Dank freiwilliger Meldung als Brandschutzhelfer erhielt ich im Rahmen einer örtlichen Einweisung durch den Werksoberbrandmeister Einblicke hinter Türen, die dem gewöhnlichen Mutterhausbewohner verschlossen sind. Das war sehr interessant. Die nächste Übung kann kommen. Der Ernstfall lieber nicht.

Alle irre

Die CDU/CSU hat sich auf Friedrich Merz als nächsten Kanzlerkandidaten geeinigt. Mir ist das egal, ich werde sie voraussichtlich nicht wählen. Nicht, weil ich sie für schlechter als andere hielte, indes kann ich keiner Partei meine Stimme geben, die „Christlich“ in ihrem Namen trägt, weil ich zutiefst davon überzeugt bin, dass Politik und Religion konsequent voneinander getrennt gehören, auch im Namen.

Mittwoch: Auch heute nutzte ich das Anzugwetter. Im Büro geriet ich in einen erfreulichen Flow-Zustand. Ein Zusammenhang zur Bekleidung ist weitgehend auszuschließen.

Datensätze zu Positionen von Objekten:
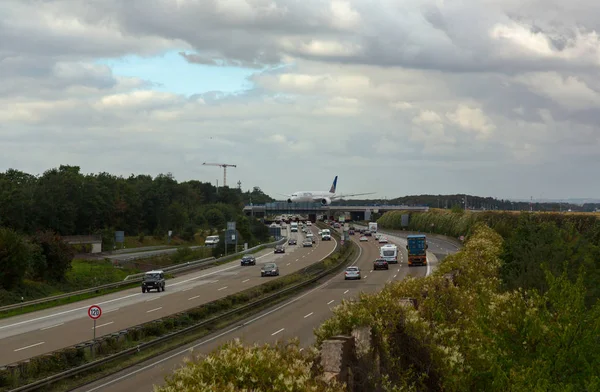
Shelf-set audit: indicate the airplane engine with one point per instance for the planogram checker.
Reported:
(326, 201)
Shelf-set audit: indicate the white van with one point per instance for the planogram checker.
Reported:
(211, 240)
(389, 253)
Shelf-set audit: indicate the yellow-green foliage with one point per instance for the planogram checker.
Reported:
(235, 367)
(473, 336)
(456, 224)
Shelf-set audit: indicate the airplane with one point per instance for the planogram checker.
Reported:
(323, 197)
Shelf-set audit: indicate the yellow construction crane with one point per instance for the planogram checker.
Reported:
(224, 166)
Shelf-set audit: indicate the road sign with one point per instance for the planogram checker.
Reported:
(94, 312)
(119, 237)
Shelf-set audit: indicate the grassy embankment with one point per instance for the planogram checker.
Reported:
(499, 324)
(85, 274)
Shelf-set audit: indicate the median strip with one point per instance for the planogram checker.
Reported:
(159, 336)
(30, 346)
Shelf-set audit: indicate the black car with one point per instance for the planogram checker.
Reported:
(248, 260)
(380, 264)
(269, 269)
(153, 280)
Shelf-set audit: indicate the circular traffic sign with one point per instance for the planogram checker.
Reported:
(94, 312)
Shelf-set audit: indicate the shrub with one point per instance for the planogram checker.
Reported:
(475, 336)
(234, 367)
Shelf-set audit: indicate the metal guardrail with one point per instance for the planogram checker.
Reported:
(91, 365)
(138, 277)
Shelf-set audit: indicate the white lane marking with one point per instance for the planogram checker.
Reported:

Zu erledigende Aufgaben>
• a. Beantworte diese Fragen zum Textauszug mit den Tagebuchnotizen:
(i) Wer führte die örtliche Einweisung für die Brandschutzhelfer durch?
(ii) Auf wen hat sich die CDU/CSU als nächsten Kanzlerkandidaten geeinigt?
(iii) Welches Wetter wurde am Mittwoch genutzt?
• b. Schreib den Textauszug mit den Tagebuchnotizen nach seinem letzten Satz weiter.

Ergebnisse der Reihe nach>
• a.
(i) Der Werksoberbrandmeister.
(ii) Auf Friedrich Merz.
(iii) Das Anzugwetter.

• b.
Dessen ungeachtet verband ich abends einen Gesundheitstermin mit einem Besuch des Rewe, wo ich aus der vielfach umstrittenen, da angeblich zu frühen Adventsauslage einen kleinen Vorrat* an Nougat-Marzipan-Baumstämmen erstand. „Sie wollen wohl einen Wald pflanzen“ scherzte die Dame an der Kasse. Schon Alf wusste: Es ist nie zu früh und selten zu spät.

*zehn Stück

Während seit einigen Tagen die Daunenjacke einsatzbereit am Garderobenhaken hängt und schon mehrfach in Gebrauch war, kehrte nachmittags der Sommer noch einmal zurück mit milder Luft und erfreulichen Anblicken. Mal sehen, wie lange er bleibt; mich stört er nicht.

Das Laufen am Abend geriet trotz bester Rahmenbedingungen und passender Musikbegleitung wieder sehr schwerfällig.

Donnerstag: Heute war es schon morgens fast wieder etwas zu warm für eine Anzugjacke. Aber eben nur fast.

Weg ins Werk

Erwartungshaltung ist auch so ein Wort, das deren Nutzer sich etwas bedeutender fühlen lässt.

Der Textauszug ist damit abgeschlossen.